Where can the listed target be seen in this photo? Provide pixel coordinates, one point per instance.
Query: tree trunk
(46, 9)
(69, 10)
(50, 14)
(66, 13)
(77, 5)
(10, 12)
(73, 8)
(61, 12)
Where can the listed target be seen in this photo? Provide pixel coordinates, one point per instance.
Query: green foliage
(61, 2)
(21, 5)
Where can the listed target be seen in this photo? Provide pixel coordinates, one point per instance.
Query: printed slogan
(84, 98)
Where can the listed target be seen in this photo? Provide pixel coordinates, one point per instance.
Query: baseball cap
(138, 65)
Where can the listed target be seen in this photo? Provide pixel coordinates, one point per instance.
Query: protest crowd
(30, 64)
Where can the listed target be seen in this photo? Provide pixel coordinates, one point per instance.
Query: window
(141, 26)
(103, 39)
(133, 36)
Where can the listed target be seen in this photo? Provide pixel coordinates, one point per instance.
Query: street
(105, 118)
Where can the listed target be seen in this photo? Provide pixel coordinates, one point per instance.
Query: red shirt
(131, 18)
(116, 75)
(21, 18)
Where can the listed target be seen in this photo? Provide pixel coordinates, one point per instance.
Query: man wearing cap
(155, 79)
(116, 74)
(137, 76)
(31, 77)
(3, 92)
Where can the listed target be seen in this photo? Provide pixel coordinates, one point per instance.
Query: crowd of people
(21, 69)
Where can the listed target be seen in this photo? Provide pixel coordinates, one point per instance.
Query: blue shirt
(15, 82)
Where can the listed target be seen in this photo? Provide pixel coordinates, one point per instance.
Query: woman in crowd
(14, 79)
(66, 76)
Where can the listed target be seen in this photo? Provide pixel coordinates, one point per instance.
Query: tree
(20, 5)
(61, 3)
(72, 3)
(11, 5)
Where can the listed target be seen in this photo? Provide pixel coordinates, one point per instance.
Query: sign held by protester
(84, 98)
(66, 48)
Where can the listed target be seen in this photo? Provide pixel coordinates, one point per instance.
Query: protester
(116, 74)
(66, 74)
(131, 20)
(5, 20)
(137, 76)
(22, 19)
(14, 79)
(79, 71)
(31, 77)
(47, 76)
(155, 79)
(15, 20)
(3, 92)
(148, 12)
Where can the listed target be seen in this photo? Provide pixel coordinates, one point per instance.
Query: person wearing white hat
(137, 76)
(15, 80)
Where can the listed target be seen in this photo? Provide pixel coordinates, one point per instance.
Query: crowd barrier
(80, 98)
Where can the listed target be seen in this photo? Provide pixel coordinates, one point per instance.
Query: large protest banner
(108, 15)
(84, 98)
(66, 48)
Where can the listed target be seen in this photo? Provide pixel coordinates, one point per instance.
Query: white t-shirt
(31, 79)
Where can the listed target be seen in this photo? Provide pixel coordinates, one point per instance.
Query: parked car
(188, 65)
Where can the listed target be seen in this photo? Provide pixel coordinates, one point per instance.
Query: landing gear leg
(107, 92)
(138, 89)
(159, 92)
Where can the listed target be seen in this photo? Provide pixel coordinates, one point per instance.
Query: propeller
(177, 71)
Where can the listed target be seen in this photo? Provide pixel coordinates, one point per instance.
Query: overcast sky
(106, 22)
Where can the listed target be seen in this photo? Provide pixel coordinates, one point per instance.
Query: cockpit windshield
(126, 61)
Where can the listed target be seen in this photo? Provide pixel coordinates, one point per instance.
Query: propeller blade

──────

ACTIVITY => Repeat each line of the data exactly as it appears above.

TASK OUTPUT =>
Where can the listed target be seen in this photo? Provide pixel coordinates, one point per instance.
Query: tree trunk
(46, 9)
(69, 10)
(50, 14)
(66, 13)
(77, 5)
(10, 12)
(73, 8)
(61, 12)
Where can the listed target be seen in this photo? Provide pixel coordinates, one point per instance.
Query: green foliage
(61, 2)
(21, 5)
Where can the listed target be seen in this photo? Provide pixel coordinates, one point per instance.
Query: printed slogan
(84, 98)
Where can the listed target be seen in this photo? Provide pixel coordinates, one point per instance.
Query: baseball cap
(138, 65)
Where can the listed target be seen in this photo? Provide pixel coordinates, one point per instance.
Query: protest crowd
(30, 64)
Where can the listed target be seen in this photo? Provide pixel coordinates, one point per instance.
Query: window
(141, 26)
(103, 39)
(133, 36)
Where can the listed target be seen in this photo? Provide pixel coordinates, one point per instance.
Query: street
(105, 118)
Where can the listed target be seen in this photo? Provide pixel coordinates, one point per instance.
Query: red shirt
(131, 18)
(116, 75)
(21, 18)
Where can the listed target be seen in this photo? Provide pixel coordinates, one point per instance.
Query: man wearing cap
(155, 79)
(116, 74)
(137, 76)
(31, 77)
(3, 92)
Where can the listed target be seen in this photo? Provide pixel coordinates, one point per instance.
Query: crowd of people
(21, 69)
Where can the listed target be seen in this photo? Provide pixel coordinates, one point per instance.
Query: blue shirt
(15, 82)
Where can the listed target be seen in this photo? Provide pixel coordinates, one point per instance.
Query: woman in crowd
(14, 79)
(66, 76)
Where can the listed target be seen in this photo? Provide pixel coordinates, one point per instance.
Query: tree
(20, 5)
(61, 3)
(72, 3)
(11, 5)
Where can the listed target be seen in this photo? Provide pixel coordinates, one point per instance.
Query: sign held by protester
(84, 98)
(66, 48)
Where can the listed target be seen in this photo? Provide pixel coordinates, one point per instance.
Query: protester
(116, 74)
(66, 74)
(131, 20)
(5, 20)
(137, 76)
(22, 19)
(14, 79)
(79, 71)
(31, 77)
(47, 76)
(155, 79)
(15, 20)
(3, 92)
(148, 12)
Where can the listed target be seen in this photo? Provide pixel coordinates, one point per instance.
Query: person wearing white hat
(137, 76)
(15, 80)
Where can the listed target be seen in this photo? Provide pixel coordinates, one point per instance.
Query: crowd barrier
(80, 98)
Where can the listed target be seen in this photo? Provide pixel coordinates, one point per instance.
Query: large protest banner
(108, 15)
(84, 98)
(66, 48)
Where can the listed target be seen in this photo? Provide pixel coordinates, one point per instance.
Query: white t-shirt
(31, 79)
Where can the listed target be seen in this photo? Provide pixel coordinates, one point per instance.
Query: parked car
(188, 65)
Where can the listed target be seen in this photo? Provide pixel coordinates, one point per instance.
Query: landing gear leg
(107, 92)
(138, 89)
(159, 92)
Where can the listed target be seen in this photo? Provide pixel coordinates, one point per instance.
Query: propeller
(177, 71)
Where can the listed target be seen in this photo? Provide pixel coordinates, one point per instance.
Query: overcast sky
(106, 22)
Where can the listed target be seen in this photo? Provide pixel coordinates, one point per instance.
Query: cockpit windshield
(126, 61)
Where can the listed target be seen in this photo? Provide pixel coordinates, one point per instance.
Query: propeller blade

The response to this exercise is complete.